→ Your task
Reproduce every line of the records below word for word, leaving out the pictures.

→ Input
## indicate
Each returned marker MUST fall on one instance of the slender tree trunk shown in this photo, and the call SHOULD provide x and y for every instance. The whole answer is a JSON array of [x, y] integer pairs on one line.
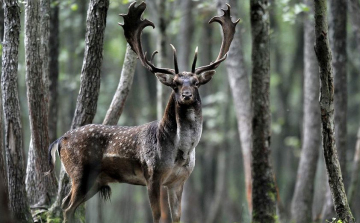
[[301, 206], [3, 172], [162, 58], [214, 212], [40, 188], [4, 202], [127, 74], [263, 193], [90, 81], [1, 23], [18, 202], [240, 89], [354, 9], [187, 32], [337, 35], [53, 70], [323, 53], [355, 171]]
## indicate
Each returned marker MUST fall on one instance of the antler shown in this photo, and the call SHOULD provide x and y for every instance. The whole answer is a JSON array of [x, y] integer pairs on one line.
[[133, 26], [228, 28]]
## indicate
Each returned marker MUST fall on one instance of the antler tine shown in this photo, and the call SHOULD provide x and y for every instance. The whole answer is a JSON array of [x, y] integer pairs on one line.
[[153, 55], [133, 27], [228, 28], [194, 61], [175, 60]]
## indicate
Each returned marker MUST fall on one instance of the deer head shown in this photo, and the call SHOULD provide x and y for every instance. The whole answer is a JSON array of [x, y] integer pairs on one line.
[[184, 84]]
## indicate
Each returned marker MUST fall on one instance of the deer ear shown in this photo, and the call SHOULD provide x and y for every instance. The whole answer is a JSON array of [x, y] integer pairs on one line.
[[166, 79], [205, 77]]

→ Answer in full
## indicate
Each returned marker MUST fall on one instance of the slender tree trunk shown in this photo, and the call SHOULD provide x and y for every instance. The whole answer is a JSON array of [x, y] integer pairs on one line.
[[301, 206], [3, 172], [162, 58], [214, 212], [40, 188], [4, 202], [127, 74], [263, 193], [90, 81], [1, 23], [18, 202], [240, 89], [354, 9], [187, 32], [337, 35], [53, 70], [323, 53], [355, 171]]
## indicate
Each returned marker MUST fall on one instance of the antler shown in this photo, and the call SHOULD provide x and y for every instance. The whole answer is a JSON array of [x, y] integer pairs on one line.
[[133, 26], [228, 28]]
## indicate
Each returned marker MUST fall on one instance of the antler tine shown in this photo, and the call SHOULD provide x and y for every instance. The whole answer is a JSON array of [x, y] integer pairs on one line.
[[153, 55], [133, 27], [228, 28], [194, 61], [175, 60]]
## indicate
Each returned marker MUST fall on one instance of the deer head shown in this photo, and the call SHOULD provide x and y for every instance. The whole answer is a JSON array of [x, y] integer pairs on one line.
[[184, 84]]
## indicate
Each returned marker MUST fall on one instance of the deer ear shown in this photo, and the call SHOULD provide x and y for every instance. The whole answer is a JSON array of [x, y] integer pairs on one line.
[[166, 79], [205, 77]]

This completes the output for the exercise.